**TASK STATEMENT**
Take the entries below and give them back exactly. Leave out nothing.

[DATA PROVIDED — start]

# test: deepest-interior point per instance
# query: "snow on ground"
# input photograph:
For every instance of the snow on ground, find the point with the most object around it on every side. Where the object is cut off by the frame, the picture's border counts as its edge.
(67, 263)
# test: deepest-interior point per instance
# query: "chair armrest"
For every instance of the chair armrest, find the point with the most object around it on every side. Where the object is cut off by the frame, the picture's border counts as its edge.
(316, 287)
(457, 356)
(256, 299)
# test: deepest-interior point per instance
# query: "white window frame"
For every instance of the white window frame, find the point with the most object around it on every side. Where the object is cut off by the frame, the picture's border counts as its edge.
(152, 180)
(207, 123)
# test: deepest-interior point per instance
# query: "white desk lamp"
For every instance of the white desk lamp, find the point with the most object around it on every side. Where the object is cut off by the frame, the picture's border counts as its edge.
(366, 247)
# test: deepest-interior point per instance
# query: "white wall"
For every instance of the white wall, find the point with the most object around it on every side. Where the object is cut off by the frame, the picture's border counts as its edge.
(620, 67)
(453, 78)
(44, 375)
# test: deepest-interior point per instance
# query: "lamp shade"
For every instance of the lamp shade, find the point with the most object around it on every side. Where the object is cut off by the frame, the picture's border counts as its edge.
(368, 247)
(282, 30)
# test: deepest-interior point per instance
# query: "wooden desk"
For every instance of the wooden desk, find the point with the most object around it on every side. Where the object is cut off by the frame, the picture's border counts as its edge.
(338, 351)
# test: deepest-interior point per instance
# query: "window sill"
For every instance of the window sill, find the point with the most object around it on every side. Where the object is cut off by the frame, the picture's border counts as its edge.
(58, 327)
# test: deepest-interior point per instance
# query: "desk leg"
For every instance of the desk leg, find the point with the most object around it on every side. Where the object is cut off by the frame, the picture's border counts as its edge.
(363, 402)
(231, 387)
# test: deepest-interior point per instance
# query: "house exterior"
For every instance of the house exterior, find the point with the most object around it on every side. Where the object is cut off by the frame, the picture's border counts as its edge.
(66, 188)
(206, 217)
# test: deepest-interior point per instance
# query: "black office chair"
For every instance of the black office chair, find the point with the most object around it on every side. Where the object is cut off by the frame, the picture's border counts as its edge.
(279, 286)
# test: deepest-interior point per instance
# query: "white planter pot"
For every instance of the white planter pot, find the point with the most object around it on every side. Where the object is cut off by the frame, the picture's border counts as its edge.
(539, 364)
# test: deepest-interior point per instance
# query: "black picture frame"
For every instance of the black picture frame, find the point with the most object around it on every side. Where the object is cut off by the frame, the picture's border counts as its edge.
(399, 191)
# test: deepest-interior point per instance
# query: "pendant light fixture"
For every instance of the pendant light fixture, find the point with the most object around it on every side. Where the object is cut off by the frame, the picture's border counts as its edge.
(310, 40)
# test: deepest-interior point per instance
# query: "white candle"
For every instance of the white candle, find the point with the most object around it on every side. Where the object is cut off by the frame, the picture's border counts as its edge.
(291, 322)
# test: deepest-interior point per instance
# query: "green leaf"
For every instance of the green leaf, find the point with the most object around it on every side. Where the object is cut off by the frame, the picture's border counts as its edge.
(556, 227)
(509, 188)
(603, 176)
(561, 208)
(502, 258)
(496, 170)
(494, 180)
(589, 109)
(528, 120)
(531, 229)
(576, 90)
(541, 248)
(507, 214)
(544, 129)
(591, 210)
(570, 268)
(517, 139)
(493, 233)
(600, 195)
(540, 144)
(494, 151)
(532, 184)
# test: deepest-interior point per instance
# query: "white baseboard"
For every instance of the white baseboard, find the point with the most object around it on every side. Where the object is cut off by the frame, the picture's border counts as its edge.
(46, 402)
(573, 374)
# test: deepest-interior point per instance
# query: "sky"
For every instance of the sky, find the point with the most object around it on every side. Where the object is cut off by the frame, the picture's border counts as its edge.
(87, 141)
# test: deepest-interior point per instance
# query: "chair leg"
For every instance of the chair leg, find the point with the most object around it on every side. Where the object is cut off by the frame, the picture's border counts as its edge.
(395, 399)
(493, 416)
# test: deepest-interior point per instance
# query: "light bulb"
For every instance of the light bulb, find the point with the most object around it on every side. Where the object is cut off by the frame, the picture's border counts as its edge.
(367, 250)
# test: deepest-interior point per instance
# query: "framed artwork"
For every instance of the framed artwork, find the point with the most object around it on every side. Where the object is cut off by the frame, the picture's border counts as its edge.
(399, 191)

[DATA PROVIDED — finish]

**OUTPUT**
# test: deepest-interior point per instance
# query: "snow on ground"
# input photograph:
For every instance of the snow on ground, find the point with the most object around it on every side. Where the object is cut off by the frame, the picture's border counts as its edge.
(67, 263)
# test: deepest-interior point per instance
# query: "chair armrest"
For every instance of the chair armrest, find the point with the most object around it on every side. Where the object is cut off by the frame, the picture's border counts as its edge.
(316, 287)
(457, 356)
(256, 299)
# test: deepest-interior point per instance
# query: "white window frame"
For every instance of the white window frame, find the point with the most object around it on every side. Where the object is cut off by the frame, the picture's border counts as its edge.
(152, 180)
(207, 123)
# test: deepest-interior point per instance
# query: "white desk lamp"
For every instance of the white desk lamp, find the point with the most object around it on every side. Where the object is cut off by the frame, the picture's border counts as its edge.
(366, 247)
# test: deepest-interior point per instance
# query: "white wall"
For every instance of the white wall, find the point with the most object around it on every side. Where the object is cut off by the frame, the picture's border counts as its edge.
(620, 67)
(453, 78)
(44, 375)
# test: deepest-interior point per instance
# query: "lamp shade"
For every instance of the lamp shade, find the point with the most object around it on every side. Where the object is cut off by the frame, the picture's border counts as its edge.
(368, 247)
(282, 30)
# test: deepest-interior point per instance
# query: "wooden desk"
For every instance of the wooden desk, find the point with the most object around it on every side. Where the object is cut off by the frame, the picture's border counts as its edge.
(338, 351)
# test: deepest-interior point per instance
# query: "window sill"
For every instance of the window sill, find the point with the most object around it on every side. Where the object is cut off by the frame, the picture's border counts as its edge.
(58, 327)
# test: deepest-interior point per instance
# query: "desk leg"
For every instance of the desk leg, find the point with the most object around it on every side. Where the object is cut off by the frame, the picture's border counts as its edge.
(363, 402)
(231, 387)
# test: deepest-interior point per instance
# query: "house exterior"
For every instance of the house exterior, find the point with the most object around it on every side. Where the object is cut off by the frame, the picture's border counts as its edge.
(66, 188)
(206, 217)
# test: deepest-interior point per instance
# query: "black office chair"
For every instance of the black office chair, find the point with the most object around it on every side. Where the object is cut off by the frame, the picture's border counts as its edge.
(279, 286)
# test: deepest-interior point per instance
# query: "white planter pot"
For every instance of the white planter pot, find the point with the most object around it on every side. Where the object is cut off by the frame, the picture's border counts as its edge.
(539, 364)
# test: deepest-interior point per instance
# query: "black picture frame"
For every instance of the black picture frame, find the point with the most object around it on every side. Where the object is cut off by the frame, the picture's border counts as its edge.
(399, 191)
# test: deepest-interior point per instance
# query: "pendant light fixture"
For every instance of the pendant light fixture, find the point with the most object around it on every side. Where the object is cut off by the frame, the picture's border counts as its edge.
(310, 40)
# test: deepest-interior point per instance
# query: "white candle"
For every instance of the white candle, find the point with the most object around it on every side. Where the object is cut off by the frame, the picture's border counts as its edge.
(291, 322)
# test: deepest-interior point per instance
# query: "green leaf"
For every instance of the green leaf, find the point with the most object around it on every side. Where the object is cut off by the frame, the picture's border counts as its edge.
(556, 227)
(509, 188)
(603, 176)
(561, 208)
(502, 258)
(496, 170)
(494, 180)
(589, 109)
(528, 120)
(531, 229)
(576, 90)
(541, 248)
(507, 214)
(544, 129)
(591, 210)
(570, 268)
(517, 139)
(493, 233)
(600, 195)
(540, 144)
(494, 151)
(532, 184)
# test: deepest-interior point per instance
# query: "white baseboard"
For every instance of the white baseboard, find the point with the most object around it on every side. Where the object is cut off by the frame, the picture's border counts as its edge.
(46, 402)
(573, 374)
# test: deepest-interior point per instance
# query: "sky"
For every instance of the sky, find the point with the most object around it on every side. Where the object is cut off by the frame, the picture's border counts as its edge.
(87, 141)
# test: deepest-interior point per instance
# query: "chair leg"
For every instance of the chair leg, find the point with the most object around it on every side. Where the object is cut off by the frame, the picture's border counts as its edge.
(395, 399)
(493, 416)
# test: deepest-interior point per instance
# query: "light bulb"
For every instance of the light bulb, find the point with the most object around it on every side. Where the object is cut off by the frame, the picture's border counts as its edge.
(367, 250)
# test: deepest-interior point per instance
# query: "framed artwork"
For every instance of the framed artwork, find the point with the most object around it on every side. Where the object is cut off by the frame, the picture's border counts as its edge.
(399, 191)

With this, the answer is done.